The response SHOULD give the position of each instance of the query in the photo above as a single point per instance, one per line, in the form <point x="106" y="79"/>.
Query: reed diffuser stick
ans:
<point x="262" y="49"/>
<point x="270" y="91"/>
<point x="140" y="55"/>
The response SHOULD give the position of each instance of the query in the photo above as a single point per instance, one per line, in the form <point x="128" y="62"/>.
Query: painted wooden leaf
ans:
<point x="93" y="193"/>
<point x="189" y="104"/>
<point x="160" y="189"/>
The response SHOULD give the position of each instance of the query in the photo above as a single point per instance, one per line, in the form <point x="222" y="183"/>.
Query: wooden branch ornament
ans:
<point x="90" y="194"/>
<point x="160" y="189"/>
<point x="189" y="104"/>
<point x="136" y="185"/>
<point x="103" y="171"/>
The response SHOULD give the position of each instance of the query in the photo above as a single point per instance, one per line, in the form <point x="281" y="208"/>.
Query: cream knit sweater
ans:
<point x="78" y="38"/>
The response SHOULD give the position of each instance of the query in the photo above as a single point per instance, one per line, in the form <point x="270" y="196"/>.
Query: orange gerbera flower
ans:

§ TASK GOAL
Please write out all of the rows above again, word for word and in the same order.

§ EXERCISE RESPONSE
The response SHOULD give the position of each instance of the query in the photo above as a single point per instance, one per line, in the form <point x="106" y="79"/>.
Query: reed diffuser stick
ans:
<point x="262" y="49"/>
<point x="270" y="91"/>
<point x="140" y="55"/>
The response SHOULD give the position of each instance of the query in the photo above as a single point per instance, one per line, in the form <point x="128" y="62"/>.
Query: painted wooden leaf
ans:
<point x="93" y="193"/>
<point x="189" y="104"/>
<point x="160" y="189"/>
The response SHOULD give the position of each instance of the query in the photo above as a single point per instance, one per line, in the form <point x="222" y="183"/>.
Query: wooden branch ornament
ans:
<point x="90" y="194"/>
<point x="160" y="189"/>
<point x="189" y="104"/>
<point x="136" y="185"/>
<point x="103" y="171"/>
The response SHOULD give the position of each instance of the query in the photo above as a single point per instance, one per line, in the form <point x="281" y="208"/>.
Query: cream knit sweater
ans:
<point x="78" y="38"/>
The response SHOULD give the position of each instance of the query in the photo above as a single point per instance, one per line, in the form <point x="270" y="196"/>.
Query: orange gerbera flower
ans:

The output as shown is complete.